● **WORK INSTRUCTIONS**:
Reproduce the listing below word for word, keeping every line as it stands.

# start of SUPPLIED RECORDS

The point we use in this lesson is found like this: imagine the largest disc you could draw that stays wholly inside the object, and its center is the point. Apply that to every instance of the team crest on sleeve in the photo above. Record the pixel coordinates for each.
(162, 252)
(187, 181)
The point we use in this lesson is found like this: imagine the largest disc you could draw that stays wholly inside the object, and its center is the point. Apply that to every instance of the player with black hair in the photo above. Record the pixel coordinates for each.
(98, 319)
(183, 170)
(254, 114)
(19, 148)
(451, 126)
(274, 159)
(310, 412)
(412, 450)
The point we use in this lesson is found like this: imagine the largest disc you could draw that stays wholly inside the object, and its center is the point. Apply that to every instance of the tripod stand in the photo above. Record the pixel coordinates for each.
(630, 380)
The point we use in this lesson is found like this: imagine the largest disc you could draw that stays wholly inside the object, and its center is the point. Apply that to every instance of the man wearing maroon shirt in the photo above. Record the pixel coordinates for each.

# end of SUPPLIED RECORDS

● **RESPONSE TO THE EXERCISE**:
The point we use in this lesson is found like this: imagine the largest disc you could draw that stays wholly inside the object, and its center is the point. Apply that to every instance of the team crest on sleeve in the photo above. Record the pixel coordinates for each.
(162, 252)
(187, 181)
The point we use in this lesson is found like this: imagine the largest disc you could draw that stays wholly inside the object, and its center is the point. Apply that to every instance of the player with black hair in the photo above. Record the pixel coordinates for each.
(98, 319)
(183, 170)
(254, 114)
(19, 148)
(451, 126)
(274, 159)
(310, 412)
(412, 450)
The point we use in this lesson is found like this: imagine the largest disc you could draw that stays wholly inside the object, and its center is the point. Apply that to every instance of the tripod stand in the photo above. Record the pixel coordinates for each.
(630, 380)
The point we use in this lesson is found like this: imagine the largest disc you could draw that stays wholly inside the object, and its center is the point. Apply that to every instance of the man wearing maroon shirt in the photo above. Record the pixel coordinates for each.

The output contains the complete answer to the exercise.